___ Data listing

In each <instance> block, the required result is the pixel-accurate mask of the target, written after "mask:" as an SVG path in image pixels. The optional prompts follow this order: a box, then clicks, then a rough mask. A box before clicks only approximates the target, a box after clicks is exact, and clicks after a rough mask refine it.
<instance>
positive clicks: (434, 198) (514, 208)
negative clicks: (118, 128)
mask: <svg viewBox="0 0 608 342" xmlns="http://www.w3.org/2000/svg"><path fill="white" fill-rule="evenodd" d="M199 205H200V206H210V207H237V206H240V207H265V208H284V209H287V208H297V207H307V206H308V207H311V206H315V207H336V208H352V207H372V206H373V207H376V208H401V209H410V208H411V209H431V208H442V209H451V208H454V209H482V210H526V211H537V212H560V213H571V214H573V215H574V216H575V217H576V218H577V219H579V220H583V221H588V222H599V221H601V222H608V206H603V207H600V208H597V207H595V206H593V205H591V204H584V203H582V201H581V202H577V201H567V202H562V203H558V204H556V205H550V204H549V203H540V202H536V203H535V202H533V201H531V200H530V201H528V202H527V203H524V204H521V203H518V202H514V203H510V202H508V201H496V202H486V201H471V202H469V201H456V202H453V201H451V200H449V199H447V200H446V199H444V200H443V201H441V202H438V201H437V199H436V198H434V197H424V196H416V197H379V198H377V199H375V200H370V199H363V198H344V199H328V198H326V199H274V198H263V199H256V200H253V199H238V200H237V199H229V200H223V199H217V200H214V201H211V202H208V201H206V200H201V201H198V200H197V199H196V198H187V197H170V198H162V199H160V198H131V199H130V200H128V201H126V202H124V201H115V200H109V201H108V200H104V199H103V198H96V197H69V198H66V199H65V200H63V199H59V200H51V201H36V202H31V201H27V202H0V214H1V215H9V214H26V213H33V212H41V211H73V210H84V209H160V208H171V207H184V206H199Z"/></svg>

______

Write out the lines again, starting at the first line and ending at the line that contains "negative clicks: (118, 128)", and substitute "points" for every "clicks" while keeping everything else the same.

In each <instance> block, the required result is the pixel-accurate mask of the target, written after "mask:" as an SVG path in image pixels. The optional prompts follow this order: a box, then points, then a rough mask. A box before points only approximates the target, a box after points is exact, and points after a rough mask refine it.
<instance>
positive points: (434, 198) (514, 208)
negative points: (118, 128)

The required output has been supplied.